▸ ВЫБРАННЫЙ ОТРЫВОК:
↓↓↓

Мы — в сердце Лори, северной части Армении, давшей нашему Союзу много замечательных людей. Отсюда запел соловей Лори — поэт Ованнес Туманян. Здесь, в селении Джалал-оглы, ныне Степанаван, юношей часто бывал верный сын партии Степан Шаумян. Здесь, в селе Санаин, родился товарищ Анастас Микоян. Над этими горными склонами, весной усеянными цветами, стоит легендарная гора Лалвар, насылая на землю короткие сильные грозы и крупные градины. Здесь исстари, как на Арагаце, привольно было раскидывать летние кочевки, и Дорийский каньон воспели поэты не меньше, чем любимую гору Армении Арагац.
Очарованьем таинственных слов
Горы друг с другом ведут разговор,
Славя в едином хору голосов
Мощный Лалвар — повелителя гор.
…Сприходом весны один за другим
Идут караваны к прохладным горам.
Спасаясь от зноя, из жарких долин
Движутся арбы татар и армян.
Звонко в ущелье: бубенчик поет,
Лошади ржут, слышен цокот подков.
Нар[167]впереди каравана идет,
Страшно рыча, он ведет верблюдов.
Один маслобойку везет с кувшином,
Остов шатра водружен на другом.
Так в талисманах, в кистях, по горам,
Плавно качаясь, идет караван.
Блеет овца, подзывая ягнят,
Вторя корове, теленок мычит;
И, за собою ведя буйволят,
Буйвол вперед перед стадом бежит.

↑↑↑

▸ ЧТО СДЕЛАТЬ:
**A)** В каком селе, согласно отрывку о Лори, родился Анастас Микоян?
**B)** Пожалуйста, выпишите из отрывка о Лори точный фрагмент от «Спасаясь от зноя, из» до «водружен на другом.».

▸ СОХРАНЕННЫЕ ДАННЫЕ:

↓↓↓

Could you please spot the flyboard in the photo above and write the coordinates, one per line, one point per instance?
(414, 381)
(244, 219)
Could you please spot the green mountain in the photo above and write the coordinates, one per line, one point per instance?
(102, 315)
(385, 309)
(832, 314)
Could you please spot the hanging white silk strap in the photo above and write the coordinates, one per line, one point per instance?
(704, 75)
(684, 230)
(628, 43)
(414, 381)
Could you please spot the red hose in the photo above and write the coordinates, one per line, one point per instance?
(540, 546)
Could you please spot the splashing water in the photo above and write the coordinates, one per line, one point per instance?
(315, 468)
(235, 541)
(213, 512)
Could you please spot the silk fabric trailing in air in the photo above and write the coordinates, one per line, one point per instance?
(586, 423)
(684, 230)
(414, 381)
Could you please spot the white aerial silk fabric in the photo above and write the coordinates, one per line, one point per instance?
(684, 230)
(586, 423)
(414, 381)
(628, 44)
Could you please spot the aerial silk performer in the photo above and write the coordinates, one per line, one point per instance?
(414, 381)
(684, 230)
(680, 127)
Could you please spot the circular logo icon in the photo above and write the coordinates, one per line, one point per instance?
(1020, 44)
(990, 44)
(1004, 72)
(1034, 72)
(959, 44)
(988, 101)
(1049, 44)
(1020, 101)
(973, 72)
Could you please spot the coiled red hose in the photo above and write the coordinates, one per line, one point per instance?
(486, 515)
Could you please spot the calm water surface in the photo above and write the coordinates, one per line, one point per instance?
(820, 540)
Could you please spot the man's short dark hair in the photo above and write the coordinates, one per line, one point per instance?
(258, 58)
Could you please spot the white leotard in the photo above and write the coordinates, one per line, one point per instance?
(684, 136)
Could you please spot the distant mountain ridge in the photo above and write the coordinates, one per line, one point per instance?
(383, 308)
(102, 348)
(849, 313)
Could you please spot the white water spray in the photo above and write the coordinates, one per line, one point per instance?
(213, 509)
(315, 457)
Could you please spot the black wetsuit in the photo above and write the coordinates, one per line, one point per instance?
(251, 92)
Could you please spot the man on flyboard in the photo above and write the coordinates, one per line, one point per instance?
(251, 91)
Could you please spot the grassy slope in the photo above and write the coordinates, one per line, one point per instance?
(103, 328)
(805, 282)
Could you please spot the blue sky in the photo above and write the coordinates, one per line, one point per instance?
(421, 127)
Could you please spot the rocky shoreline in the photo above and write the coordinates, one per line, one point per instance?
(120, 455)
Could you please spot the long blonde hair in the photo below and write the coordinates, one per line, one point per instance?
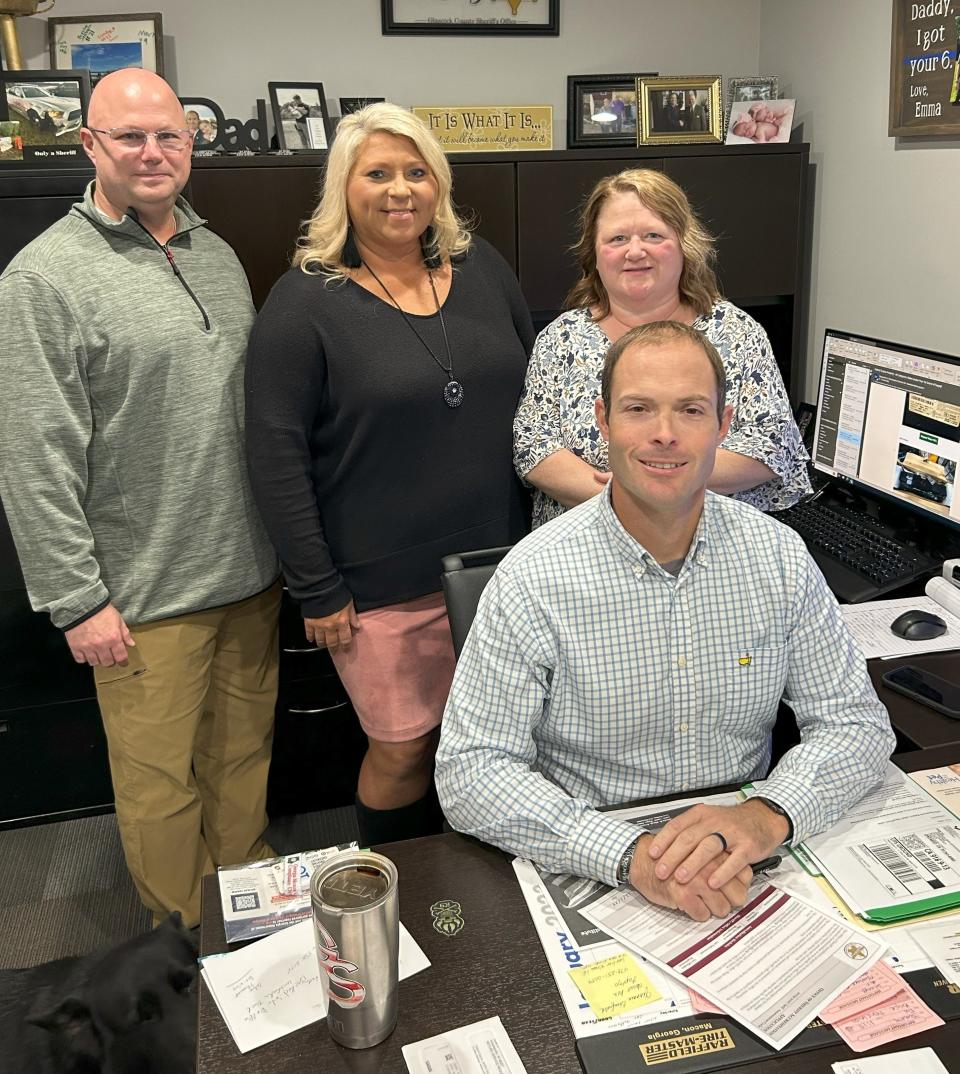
(320, 249)
(698, 286)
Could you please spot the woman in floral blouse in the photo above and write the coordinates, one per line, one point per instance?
(645, 257)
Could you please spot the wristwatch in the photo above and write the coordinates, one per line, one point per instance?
(623, 867)
(781, 811)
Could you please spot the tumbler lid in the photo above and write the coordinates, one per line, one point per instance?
(353, 881)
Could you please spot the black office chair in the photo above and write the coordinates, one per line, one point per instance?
(464, 577)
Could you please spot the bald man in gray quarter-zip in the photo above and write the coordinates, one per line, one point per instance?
(122, 476)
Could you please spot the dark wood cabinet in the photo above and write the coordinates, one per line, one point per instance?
(53, 755)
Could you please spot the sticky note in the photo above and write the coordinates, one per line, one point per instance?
(614, 985)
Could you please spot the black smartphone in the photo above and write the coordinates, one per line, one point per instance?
(927, 688)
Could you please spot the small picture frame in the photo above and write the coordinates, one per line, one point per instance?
(756, 87)
(206, 118)
(463, 17)
(760, 121)
(42, 116)
(680, 109)
(601, 110)
(300, 116)
(351, 104)
(104, 43)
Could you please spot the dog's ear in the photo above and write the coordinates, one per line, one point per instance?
(71, 1015)
(180, 978)
(148, 1006)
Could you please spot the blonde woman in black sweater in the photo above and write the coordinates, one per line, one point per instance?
(382, 377)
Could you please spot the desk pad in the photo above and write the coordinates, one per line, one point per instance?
(712, 1042)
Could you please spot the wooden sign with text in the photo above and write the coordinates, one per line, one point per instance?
(924, 68)
(490, 129)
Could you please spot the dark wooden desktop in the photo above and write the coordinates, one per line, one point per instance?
(494, 966)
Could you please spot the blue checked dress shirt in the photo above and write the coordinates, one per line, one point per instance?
(593, 677)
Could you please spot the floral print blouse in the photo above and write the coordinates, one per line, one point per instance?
(563, 380)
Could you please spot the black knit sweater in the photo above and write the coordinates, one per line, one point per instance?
(363, 475)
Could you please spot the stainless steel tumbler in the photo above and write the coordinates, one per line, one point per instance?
(357, 926)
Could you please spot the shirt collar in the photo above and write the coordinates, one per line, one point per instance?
(637, 554)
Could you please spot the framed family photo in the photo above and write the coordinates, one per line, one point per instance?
(205, 120)
(502, 17)
(601, 110)
(760, 121)
(300, 115)
(42, 115)
(104, 43)
(678, 109)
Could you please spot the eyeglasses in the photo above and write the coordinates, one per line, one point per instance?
(132, 138)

↑↑↑

▸ ОТВЕТЫ К ЗАДАНИЯМ:
**A)** В селе Санаин.

**B)**
Спасаясь от зноя, из жарких долин
Движутся арбы татар и армян.
Звонко в ущелье: бубенчик поет,
Лошади ржут, слышен цокот подков.
Нар[167]впереди каравана идет,
Страшно рыча, он ведет верблюдов.
Один маслобойку везет с кувшином,
Остов шатра водружен на другом.